THE PROBLEM => Please write out all of the data below exactly, without including the pictures.

Records from a dataset:
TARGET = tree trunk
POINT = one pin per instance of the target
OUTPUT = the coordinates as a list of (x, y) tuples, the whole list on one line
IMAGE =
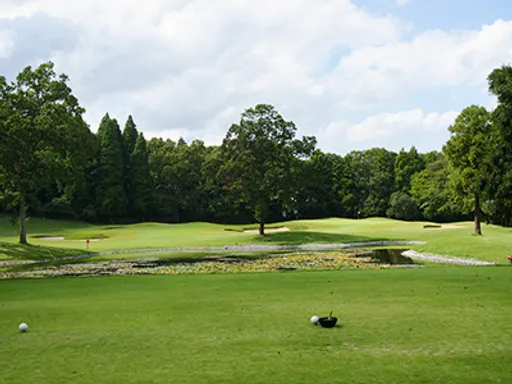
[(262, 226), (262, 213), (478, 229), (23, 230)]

TASK OUTPUT =>
TARGET = tree trunk
POINT = one pin per instance of the target
OUTPUT = the coordinates as a list of (x, y) tuples, the whole list on one line
IMAGE =
[(262, 226), (262, 213), (478, 229), (23, 230)]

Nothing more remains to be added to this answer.